**Complete the following**
**1)** Return a portion of the farm property passage below word for word, beginning at the words containing "The determination of" and stopping after "Interpretation Bulletin IT-145R.".
**2)** Please translate this sentence from the farm property passage below into Spanish: "The determination of whether real property is used principally by a taxpayer in carrying on a farming business is a question of fact."
**3)** Answer these questions from the farm property passage below.
(a) Before what date must the real property have been acquired, or the written agreement entered into?
(b) What share of an asset's use must be in the business of farming for the asset to count as used "principally" in that business?
(c) Which Interpretation Bulletin sets out some of the criteria for deciding whether a farming operation constitutes a farming business?

In addition, pursuant to subparagraph (a)(vii) of the definition of “qualified farm property” in subsection 110.6(1) of the Act, real property acquired before June 18, 1987 or after June 18, 1987 under an agreement in writing entered into before that date, will be considered to have been used in the course of carrying on the business of farming in Canada and, therefore, qualify as "qualified farm property" provided the following requirements are met. The property must be used by the individual, a spouse, child or parent of such a person, a family farm corporation in which any of the above persons own shares, a family farm partnership in which any of the above persons have an interest or a personal trust from which the person acquired the property, principally in the course of carrying on the business of farming in Canada, either in the year the property is disposed of, or in at least five years during which it was owned by the person, a spouse, child or parent of the person, a personal trust from which the person acquired the property or a family farm partnership.
The determination of whether real property is used principally by a taxpayer in carrying on a farming business is a question of fact. Where reference is made to an asset being used "principally" in the business of farming, the asset will meet this requirement if more than 50% of the asset's use is in the business of farming. Furthermore, it is also a question of fact whether a particular farming operation constitutes a farming business at any particular time. Some of the criteria which should be considered in making this determination are set out in Interpretation Bulletin IT-322R. In addition, the Department's general position with respect to the meaning of a farming business is outlined in paragraph 8 of Interpretation Bulletin IT-433R and paragraph 9 of Interpretation Bulletin IT-145R.

**Supplied information**
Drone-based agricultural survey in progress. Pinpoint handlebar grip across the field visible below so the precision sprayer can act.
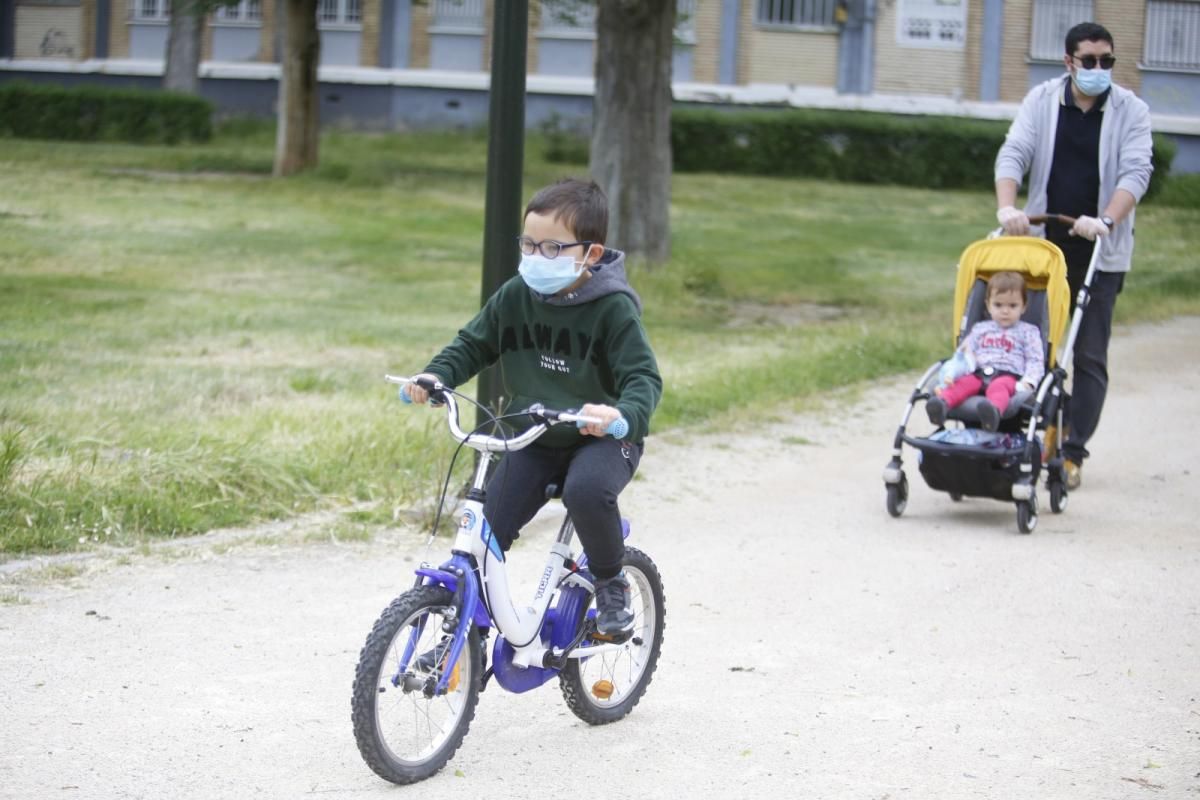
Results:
[575,416,629,439]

**Results by task**
**1)**
The determination of whether real property is used principally by a taxpayer in carrying on a farming business is a question of fact. Where reference is made to an asset being used "principally" in the business of farming, the asset will meet this requirement if more than 50% of the asset's use is in the business of farming. Furthermore, it is also a question of fact whether a particular farming operation constitutes a farming business at any particular time. Some of the criteria which should be considered in making this determination are set out in Interpretation Bulletin IT-322R. In addition, the Department's general position with respect to the meaning of a farming business is outlined in paragraph 8 of Interpretation Bulletin IT-433R and paragraph 9 of Interpretation Bulletin IT-145R.

**2)** Determinar si un bien inmueble es utilizado principalmente por un contribuyente en la explotación de un negocio agrícola es una cuestión de hecho.

**3)**
(a) June 18, 1987
(b) More than 50%
(c) Interpretation Bulletin IT-322R